Collected data:
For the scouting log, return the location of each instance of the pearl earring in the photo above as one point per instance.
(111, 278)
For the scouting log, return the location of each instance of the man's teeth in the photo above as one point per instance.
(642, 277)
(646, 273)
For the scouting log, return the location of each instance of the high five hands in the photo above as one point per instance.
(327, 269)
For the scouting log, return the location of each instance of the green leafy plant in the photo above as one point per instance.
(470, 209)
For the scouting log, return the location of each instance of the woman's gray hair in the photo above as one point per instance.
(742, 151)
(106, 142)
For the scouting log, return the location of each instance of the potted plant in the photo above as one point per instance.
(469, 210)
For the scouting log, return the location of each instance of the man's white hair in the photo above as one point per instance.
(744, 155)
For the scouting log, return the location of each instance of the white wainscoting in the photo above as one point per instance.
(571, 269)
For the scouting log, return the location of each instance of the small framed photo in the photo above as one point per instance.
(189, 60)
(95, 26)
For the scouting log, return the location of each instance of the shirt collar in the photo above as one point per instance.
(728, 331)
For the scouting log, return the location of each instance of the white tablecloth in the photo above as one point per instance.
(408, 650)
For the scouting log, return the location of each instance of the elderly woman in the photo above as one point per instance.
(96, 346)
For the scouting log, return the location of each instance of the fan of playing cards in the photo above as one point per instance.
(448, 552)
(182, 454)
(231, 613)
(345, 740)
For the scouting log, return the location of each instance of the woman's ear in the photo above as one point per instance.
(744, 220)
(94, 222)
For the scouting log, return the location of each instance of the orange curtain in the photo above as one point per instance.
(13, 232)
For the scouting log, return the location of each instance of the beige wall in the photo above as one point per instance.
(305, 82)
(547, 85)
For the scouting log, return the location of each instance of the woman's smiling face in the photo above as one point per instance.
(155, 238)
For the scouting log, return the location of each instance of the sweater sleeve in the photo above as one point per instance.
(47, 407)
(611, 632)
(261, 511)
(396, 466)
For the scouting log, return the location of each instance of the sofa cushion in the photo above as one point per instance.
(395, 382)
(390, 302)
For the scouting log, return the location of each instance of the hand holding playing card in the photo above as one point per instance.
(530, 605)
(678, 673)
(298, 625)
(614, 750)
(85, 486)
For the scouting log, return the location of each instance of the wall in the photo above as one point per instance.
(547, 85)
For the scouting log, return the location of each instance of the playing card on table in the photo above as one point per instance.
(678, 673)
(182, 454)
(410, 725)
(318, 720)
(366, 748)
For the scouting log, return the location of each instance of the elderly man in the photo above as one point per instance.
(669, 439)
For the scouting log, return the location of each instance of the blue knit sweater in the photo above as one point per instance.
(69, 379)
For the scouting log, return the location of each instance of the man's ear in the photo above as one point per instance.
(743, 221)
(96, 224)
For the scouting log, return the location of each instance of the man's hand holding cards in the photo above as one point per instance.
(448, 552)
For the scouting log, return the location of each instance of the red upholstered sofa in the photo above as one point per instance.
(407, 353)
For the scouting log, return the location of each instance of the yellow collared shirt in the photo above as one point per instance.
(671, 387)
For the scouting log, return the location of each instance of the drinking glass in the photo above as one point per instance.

- _What is asked_:
Copy the records above word for word, keeping every line in its original order.

- _Problem solution_:
For the scouting log, return the location of each instance of the pearl earring in the photo above as one point per instance.
(111, 278)
For the scouting log, return the location of each instance of the man's teeth in the photo above as one point per instance.
(642, 277)
(646, 273)
For the scouting log, return the location of each instance of the high five hands in the photo above as one point per instance.
(327, 269)
For the scouting log, return the location of each instance of the green leafy plant in the photo above as one point per instance.
(470, 209)
For the scouting log, return the location of each instance of the woman's gray hair in the photo above as one point per instance.
(742, 151)
(106, 142)
For the scouting log, return the location of each instance of the potted plant in the photo above as one point per instance.
(469, 210)
For the scouting log, return the location of each instance of the man's white hair in the photo above as one point per instance.
(744, 155)
For the scouting log, return the location of each instance of the white wainscoting in the photo above as one point per instance.
(571, 269)
For the scouting log, return the location of each instance of the small framed photo in the photo above as one point per instance.
(189, 60)
(95, 26)
For the scouting log, return the location of each instance of the shirt collar in the photo above as one point per instance.
(728, 331)
For the scouting log, return the location of each instance of the white tablecloth in the photo above as one point per instance.
(408, 650)
For the scouting log, return the location of each instance of the elderly woman in the photo above as one point per instance.
(96, 346)
For the scouting log, return the location of each instance of the fan of playing cards in the photo above as one point per instance.
(448, 552)
(182, 454)
(231, 613)
(345, 740)
For the scouting log, return the location of each instance of the woman's ear in the photo above as one point per instance.
(744, 220)
(94, 222)
For the scouting log, return the location of each instance of the orange curtain in the photo above as one point per instance.
(13, 232)
For the scouting log, return the location of each instance of the beige wall in the photo above as one point per instance.
(305, 82)
(547, 85)
For the scouting log, return the location of each instance of the woman's smiling face in the photo above as one point per instance.
(155, 238)
For the scouting log, return the location of each instance of the sweater sleeve in the photo above as one point per instance.
(47, 407)
(611, 632)
(261, 511)
(396, 466)
For the scouting log, return the location of each instance of the sofa cushion in the photo above as one point per instance.
(395, 382)
(390, 302)
For the scouting log, return the location of each instance of the hand holding playing card in the photo above as one point per instance.
(530, 605)
(678, 673)
(298, 625)
(614, 750)
(85, 486)
For the scouting log, return the location of each instance of the wall in the photo above as one point per instance.
(547, 85)
For the scouting log, return the location of each instance of the playing card on table in the photo above as one point per instance.
(678, 673)
(182, 454)
(410, 725)
(318, 720)
(366, 748)
For the scouting log, return the location of each instance of the elderly man in the photo above as one point per instance.
(669, 439)
For the scouting log, return the location of each instance of the blue knit sweater in the photo above as one point per instance.
(69, 379)
For the scouting log, return the location of each instance of the man's ear in the photo above as one point per instance.
(743, 221)
(96, 224)
For the scouting log, return the location of each instance of the man's hand holding cards in the photo above as one point per instance.
(448, 552)
For the scouting log, return the location of each instance of the red upholstered sofa in the photo above as one point per instance.
(407, 353)
For the scouting log, return the location of each instance of the yellow collared shirt in the photo above as one point per instance.
(671, 387)
For the scouting log, return the location of each instance of the drinking glass in the photo above as one point per instance.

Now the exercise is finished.